データ一覧 =>
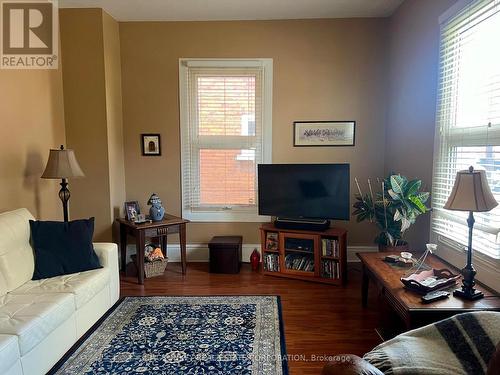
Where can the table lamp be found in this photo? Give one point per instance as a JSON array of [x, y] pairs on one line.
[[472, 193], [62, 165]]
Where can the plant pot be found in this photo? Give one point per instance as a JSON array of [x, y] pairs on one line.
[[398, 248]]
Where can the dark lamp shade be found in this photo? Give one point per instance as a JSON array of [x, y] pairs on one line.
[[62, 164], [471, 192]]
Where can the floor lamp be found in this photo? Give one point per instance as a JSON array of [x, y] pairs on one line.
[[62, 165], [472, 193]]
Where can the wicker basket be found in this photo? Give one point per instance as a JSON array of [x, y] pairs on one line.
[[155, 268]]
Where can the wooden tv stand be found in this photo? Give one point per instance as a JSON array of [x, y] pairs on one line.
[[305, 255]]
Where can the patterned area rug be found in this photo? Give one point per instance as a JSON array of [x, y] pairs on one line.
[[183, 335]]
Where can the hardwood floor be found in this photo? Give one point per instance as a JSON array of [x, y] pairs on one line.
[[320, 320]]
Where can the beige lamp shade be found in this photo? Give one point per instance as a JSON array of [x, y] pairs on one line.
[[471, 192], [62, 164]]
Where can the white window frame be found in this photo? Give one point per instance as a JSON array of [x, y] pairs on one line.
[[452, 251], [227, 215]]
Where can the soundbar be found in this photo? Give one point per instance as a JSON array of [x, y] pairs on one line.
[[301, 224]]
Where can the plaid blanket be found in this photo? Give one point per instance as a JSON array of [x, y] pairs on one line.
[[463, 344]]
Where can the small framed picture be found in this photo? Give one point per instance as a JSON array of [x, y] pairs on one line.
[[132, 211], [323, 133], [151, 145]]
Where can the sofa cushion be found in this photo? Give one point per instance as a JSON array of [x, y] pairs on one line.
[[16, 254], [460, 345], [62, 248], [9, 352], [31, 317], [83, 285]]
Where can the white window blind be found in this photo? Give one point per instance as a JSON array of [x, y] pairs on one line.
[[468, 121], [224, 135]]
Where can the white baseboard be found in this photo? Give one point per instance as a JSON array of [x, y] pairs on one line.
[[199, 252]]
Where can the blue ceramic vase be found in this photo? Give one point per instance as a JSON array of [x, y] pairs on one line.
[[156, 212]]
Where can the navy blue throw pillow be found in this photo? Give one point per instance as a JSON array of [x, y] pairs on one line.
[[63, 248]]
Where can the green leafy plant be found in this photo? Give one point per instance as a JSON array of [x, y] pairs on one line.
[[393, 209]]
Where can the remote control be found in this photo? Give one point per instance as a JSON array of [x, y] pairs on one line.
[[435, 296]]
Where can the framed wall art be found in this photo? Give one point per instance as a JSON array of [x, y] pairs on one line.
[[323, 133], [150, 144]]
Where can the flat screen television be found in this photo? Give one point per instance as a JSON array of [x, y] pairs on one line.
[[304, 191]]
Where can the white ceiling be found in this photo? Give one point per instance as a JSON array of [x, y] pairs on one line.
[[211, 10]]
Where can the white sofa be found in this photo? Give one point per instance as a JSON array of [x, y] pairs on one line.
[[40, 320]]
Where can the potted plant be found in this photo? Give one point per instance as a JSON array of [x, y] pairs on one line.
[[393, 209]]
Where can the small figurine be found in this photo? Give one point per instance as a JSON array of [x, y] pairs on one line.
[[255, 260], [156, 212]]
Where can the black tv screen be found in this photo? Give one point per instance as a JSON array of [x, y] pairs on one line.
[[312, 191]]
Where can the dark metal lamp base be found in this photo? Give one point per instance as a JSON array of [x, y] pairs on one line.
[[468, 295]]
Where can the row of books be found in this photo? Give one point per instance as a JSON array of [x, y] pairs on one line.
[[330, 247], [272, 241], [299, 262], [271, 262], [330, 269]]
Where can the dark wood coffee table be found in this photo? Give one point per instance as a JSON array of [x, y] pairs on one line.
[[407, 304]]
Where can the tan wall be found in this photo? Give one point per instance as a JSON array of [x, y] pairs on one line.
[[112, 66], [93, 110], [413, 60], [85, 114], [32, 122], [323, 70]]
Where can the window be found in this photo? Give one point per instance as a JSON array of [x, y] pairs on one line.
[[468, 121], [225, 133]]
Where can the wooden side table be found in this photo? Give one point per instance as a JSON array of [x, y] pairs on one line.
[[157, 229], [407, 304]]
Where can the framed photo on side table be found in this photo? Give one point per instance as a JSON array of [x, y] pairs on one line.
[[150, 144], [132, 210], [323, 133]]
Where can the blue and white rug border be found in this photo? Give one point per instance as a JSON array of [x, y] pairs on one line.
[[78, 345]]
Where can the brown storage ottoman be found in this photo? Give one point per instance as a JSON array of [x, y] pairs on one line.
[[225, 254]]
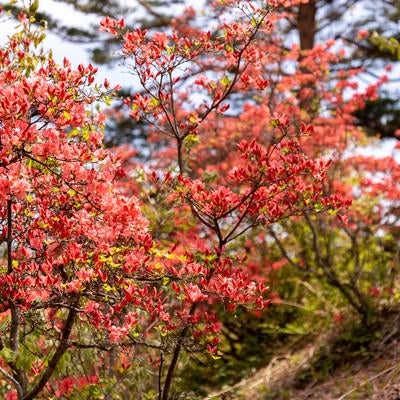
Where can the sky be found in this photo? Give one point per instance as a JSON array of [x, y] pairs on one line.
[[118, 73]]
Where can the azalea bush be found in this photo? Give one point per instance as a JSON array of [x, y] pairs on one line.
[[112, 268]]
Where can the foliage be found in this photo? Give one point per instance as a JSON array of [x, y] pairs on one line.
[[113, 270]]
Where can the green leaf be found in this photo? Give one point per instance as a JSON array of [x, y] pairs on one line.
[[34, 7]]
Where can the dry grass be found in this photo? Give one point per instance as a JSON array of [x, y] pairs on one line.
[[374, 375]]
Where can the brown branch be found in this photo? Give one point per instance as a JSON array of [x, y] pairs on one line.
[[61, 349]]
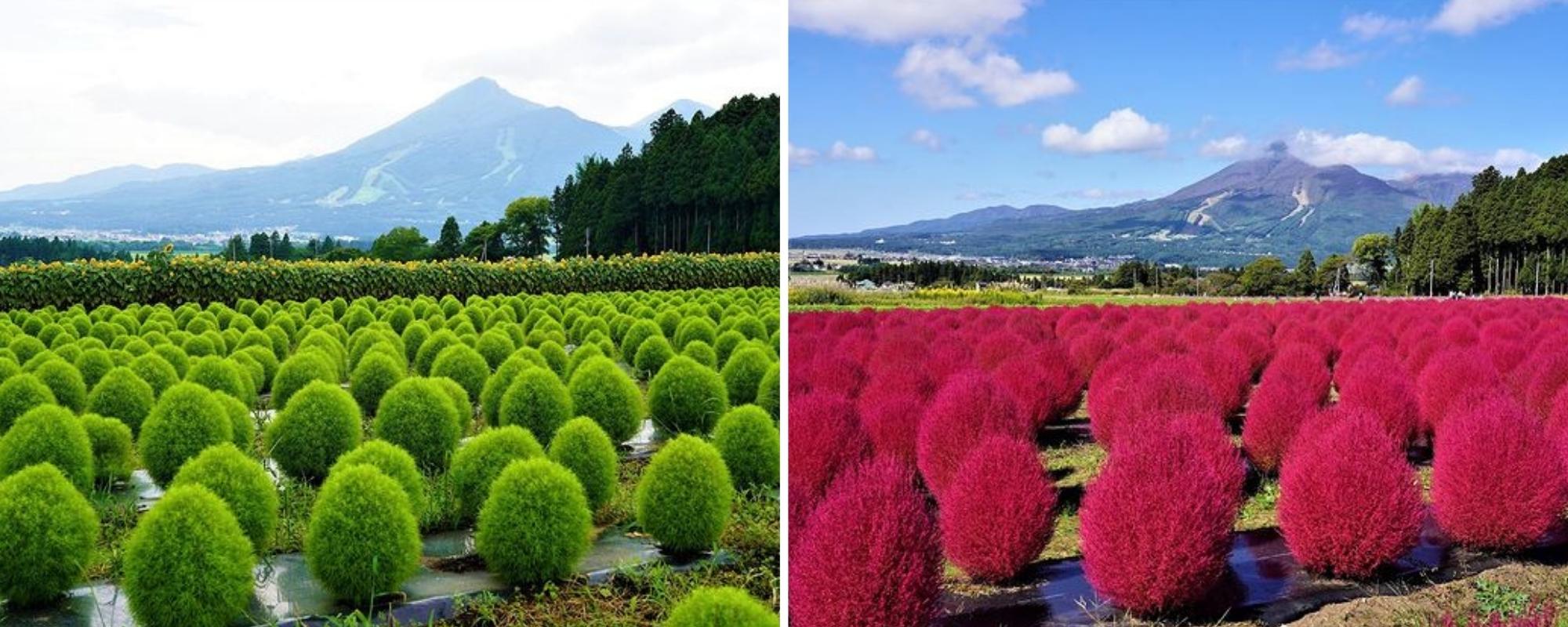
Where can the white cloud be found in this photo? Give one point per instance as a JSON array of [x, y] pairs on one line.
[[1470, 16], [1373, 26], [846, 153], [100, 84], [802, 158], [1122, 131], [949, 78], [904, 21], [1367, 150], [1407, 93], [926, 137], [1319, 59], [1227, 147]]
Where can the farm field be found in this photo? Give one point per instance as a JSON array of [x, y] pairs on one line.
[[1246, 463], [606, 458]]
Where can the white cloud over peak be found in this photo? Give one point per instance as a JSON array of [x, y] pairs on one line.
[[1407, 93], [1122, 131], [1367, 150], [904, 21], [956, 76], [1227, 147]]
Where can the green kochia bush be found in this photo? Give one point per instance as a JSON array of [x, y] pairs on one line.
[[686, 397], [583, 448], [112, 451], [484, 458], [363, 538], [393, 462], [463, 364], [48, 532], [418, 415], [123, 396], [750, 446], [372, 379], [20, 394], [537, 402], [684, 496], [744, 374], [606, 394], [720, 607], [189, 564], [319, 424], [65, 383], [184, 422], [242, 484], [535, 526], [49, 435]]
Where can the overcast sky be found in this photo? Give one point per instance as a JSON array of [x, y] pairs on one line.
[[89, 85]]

* * *

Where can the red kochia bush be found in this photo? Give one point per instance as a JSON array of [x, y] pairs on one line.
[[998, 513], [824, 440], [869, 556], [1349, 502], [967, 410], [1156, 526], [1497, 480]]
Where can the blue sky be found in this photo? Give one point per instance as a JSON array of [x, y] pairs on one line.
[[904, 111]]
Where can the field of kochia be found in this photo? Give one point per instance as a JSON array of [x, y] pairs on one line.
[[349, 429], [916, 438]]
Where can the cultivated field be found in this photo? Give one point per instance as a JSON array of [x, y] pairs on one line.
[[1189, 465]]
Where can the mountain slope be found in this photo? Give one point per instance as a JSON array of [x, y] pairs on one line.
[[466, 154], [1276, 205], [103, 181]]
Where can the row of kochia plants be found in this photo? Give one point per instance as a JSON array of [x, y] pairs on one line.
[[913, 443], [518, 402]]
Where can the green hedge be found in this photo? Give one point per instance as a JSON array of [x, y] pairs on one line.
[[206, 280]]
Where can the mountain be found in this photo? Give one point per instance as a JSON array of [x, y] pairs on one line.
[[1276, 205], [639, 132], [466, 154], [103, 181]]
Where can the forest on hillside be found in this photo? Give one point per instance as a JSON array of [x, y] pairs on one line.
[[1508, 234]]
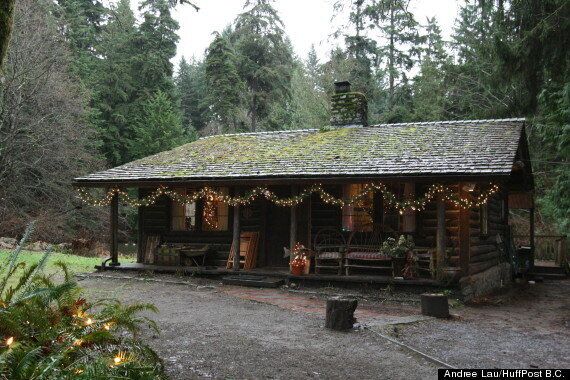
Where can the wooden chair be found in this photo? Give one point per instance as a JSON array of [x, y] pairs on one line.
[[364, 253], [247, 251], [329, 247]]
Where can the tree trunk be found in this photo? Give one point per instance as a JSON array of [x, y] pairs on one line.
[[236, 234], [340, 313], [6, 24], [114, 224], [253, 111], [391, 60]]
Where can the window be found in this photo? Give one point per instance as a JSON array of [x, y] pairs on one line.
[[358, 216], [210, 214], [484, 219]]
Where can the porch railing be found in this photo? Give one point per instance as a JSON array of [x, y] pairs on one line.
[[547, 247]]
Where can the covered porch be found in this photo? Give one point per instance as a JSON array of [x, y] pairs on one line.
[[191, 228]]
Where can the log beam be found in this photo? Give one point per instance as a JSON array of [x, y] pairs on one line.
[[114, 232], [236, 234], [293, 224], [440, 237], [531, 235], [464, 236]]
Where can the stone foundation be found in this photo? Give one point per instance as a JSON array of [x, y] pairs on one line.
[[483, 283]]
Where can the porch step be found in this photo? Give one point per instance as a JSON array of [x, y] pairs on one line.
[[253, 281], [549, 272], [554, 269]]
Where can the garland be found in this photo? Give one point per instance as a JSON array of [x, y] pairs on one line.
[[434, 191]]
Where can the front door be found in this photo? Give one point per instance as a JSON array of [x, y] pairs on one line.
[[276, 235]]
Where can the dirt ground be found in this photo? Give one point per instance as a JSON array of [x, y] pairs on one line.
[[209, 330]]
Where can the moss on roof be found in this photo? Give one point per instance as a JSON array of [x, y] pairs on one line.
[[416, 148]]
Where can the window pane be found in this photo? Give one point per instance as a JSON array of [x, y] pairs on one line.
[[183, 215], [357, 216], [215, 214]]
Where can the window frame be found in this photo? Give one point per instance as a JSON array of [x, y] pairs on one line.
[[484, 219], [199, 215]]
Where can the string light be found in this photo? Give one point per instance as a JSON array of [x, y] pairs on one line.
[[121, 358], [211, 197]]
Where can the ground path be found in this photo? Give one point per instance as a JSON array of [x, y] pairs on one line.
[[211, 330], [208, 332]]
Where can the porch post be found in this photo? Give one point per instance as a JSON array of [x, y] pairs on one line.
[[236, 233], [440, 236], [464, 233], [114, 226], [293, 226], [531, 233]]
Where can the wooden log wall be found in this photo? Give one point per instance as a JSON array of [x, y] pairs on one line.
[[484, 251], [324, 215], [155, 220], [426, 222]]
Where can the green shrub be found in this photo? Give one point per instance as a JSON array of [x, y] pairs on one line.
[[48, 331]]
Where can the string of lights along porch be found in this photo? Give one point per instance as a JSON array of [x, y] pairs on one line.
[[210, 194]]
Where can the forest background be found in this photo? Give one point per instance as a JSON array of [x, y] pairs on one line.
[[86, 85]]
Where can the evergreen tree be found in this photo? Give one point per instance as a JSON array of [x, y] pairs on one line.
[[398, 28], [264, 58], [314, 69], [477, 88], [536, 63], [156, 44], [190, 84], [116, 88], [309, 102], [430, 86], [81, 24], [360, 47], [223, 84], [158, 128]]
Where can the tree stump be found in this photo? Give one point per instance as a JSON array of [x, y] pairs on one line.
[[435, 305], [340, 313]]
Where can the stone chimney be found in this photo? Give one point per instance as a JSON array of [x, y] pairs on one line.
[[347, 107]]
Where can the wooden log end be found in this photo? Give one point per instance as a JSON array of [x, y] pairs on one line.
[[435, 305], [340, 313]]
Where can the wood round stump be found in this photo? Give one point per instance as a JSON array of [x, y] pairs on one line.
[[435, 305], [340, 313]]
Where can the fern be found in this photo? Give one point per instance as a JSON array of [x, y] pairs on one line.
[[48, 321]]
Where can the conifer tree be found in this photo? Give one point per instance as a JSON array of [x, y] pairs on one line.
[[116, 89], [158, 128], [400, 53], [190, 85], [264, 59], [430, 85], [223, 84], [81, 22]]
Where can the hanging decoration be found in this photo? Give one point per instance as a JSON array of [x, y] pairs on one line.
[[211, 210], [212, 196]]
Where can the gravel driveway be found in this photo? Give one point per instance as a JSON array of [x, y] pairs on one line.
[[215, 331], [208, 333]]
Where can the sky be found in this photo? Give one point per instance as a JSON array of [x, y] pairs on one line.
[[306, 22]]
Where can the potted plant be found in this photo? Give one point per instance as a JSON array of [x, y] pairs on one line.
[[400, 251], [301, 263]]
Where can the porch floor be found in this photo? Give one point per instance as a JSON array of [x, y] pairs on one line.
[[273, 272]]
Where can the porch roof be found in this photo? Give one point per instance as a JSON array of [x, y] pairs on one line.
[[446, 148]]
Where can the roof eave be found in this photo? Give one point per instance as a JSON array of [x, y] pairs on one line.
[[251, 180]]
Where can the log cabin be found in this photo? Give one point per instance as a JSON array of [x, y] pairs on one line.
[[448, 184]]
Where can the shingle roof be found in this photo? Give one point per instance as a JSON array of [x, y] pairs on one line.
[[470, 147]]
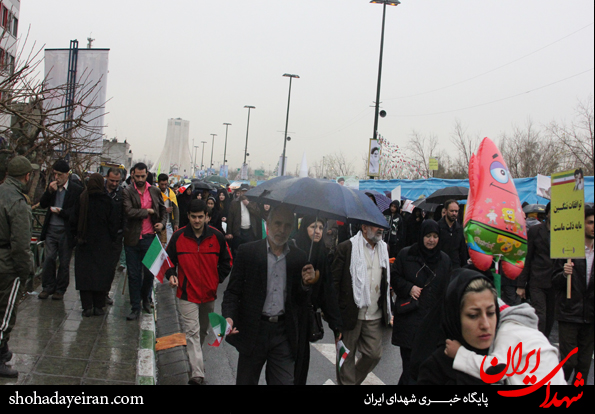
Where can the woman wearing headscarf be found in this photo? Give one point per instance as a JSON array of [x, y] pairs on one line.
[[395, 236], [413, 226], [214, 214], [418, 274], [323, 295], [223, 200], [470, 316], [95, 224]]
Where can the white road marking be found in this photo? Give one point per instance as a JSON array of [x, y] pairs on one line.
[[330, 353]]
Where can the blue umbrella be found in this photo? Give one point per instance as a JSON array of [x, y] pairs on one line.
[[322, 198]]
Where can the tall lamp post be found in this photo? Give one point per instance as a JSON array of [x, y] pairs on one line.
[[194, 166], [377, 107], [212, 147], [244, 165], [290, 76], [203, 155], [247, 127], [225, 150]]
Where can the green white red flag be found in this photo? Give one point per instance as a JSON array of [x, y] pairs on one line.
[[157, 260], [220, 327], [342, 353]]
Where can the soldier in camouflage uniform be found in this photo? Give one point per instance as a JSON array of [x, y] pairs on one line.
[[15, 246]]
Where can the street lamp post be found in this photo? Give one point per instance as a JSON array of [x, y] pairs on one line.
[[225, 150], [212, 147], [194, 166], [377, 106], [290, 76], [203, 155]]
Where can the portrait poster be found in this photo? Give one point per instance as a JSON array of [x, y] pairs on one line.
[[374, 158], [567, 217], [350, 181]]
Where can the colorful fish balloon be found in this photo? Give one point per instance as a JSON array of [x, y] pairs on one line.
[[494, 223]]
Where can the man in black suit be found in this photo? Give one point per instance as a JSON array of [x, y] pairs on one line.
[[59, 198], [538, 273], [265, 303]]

問題文 =>
"Where can the table"を含む行から"[[472, 193], [62, 165]]"を含む行まで(両端を含む)のみを対象とし、依頼文も含めて全行を再掲してください。その際、回答内の座標値はすべて1.65倍にスケーリングし、整数に丸めてください(0.5は切り上げ)。

解答 =>
Where can the table lamp be found in this photo? Give one point per instance as a JSON array of [x, y] pairs on one line.
[[779, 318], [102, 272]]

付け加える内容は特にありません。